Natural-language object grounding data
• • • •
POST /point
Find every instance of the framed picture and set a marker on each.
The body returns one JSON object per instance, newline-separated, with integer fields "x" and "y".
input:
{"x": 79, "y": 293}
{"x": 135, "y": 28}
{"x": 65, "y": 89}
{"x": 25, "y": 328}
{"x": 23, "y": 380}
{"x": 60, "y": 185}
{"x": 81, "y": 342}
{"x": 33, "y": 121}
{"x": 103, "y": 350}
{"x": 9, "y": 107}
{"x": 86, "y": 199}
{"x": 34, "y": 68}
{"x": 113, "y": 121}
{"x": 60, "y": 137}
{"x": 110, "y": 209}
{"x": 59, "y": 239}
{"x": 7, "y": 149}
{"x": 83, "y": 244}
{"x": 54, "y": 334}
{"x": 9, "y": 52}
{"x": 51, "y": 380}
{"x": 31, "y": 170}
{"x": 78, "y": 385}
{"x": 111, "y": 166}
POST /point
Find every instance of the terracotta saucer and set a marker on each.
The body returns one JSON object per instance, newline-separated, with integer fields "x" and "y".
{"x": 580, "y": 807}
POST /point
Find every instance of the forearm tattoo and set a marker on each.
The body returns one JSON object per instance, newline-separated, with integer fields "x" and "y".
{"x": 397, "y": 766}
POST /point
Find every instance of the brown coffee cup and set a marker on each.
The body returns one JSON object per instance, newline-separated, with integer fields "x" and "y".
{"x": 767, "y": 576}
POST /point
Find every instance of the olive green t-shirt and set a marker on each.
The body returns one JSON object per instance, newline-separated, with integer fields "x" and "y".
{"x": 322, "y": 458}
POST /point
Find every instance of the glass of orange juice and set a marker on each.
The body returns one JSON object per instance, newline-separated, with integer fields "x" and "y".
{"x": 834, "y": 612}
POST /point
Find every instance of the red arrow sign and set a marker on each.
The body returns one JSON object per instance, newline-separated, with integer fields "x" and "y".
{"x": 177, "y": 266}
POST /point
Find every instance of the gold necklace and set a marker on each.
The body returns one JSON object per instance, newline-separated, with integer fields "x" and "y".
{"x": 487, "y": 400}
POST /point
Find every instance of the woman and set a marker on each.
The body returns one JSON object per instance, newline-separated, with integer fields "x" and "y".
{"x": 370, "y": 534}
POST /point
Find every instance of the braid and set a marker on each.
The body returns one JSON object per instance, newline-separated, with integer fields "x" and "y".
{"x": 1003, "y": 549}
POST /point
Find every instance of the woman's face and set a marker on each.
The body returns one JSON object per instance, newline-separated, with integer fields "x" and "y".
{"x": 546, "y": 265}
• • • •
Action item >> Transcribe the records above exactly, from the opening line down to and including the line with "Find every instance of the terracotta".

Response to this exercise >>
POST /point
Find every instance of the framed picture and set a marker on each.
The body returns one JSON object per instance, newline-separated, with integer fields "x" and "y".
input:
{"x": 79, "y": 293}
{"x": 135, "y": 28}
{"x": 65, "y": 89}
{"x": 25, "y": 328}
{"x": 23, "y": 380}
{"x": 60, "y": 185}
{"x": 81, "y": 342}
{"x": 33, "y": 121}
{"x": 103, "y": 350}
{"x": 9, "y": 107}
{"x": 86, "y": 199}
{"x": 34, "y": 68}
{"x": 113, "y": 121}
{"x": 60, "y": 137}
{"x": 110, "y": 209}
{"x": 59, "y": 239}
{"x": 7, "y": 149}
{"x": 83, "y": 244}
{"x": 54, "y": 334}
{"x": 9, "y": 52}
{"x": 51, "y": 380}
{"x": 31, "y": 170}
{"x": 78, "y": 385}
{"x": 111, "y": 166}
POST /point
Find every instance of the terracotta saucer and set a marker on each.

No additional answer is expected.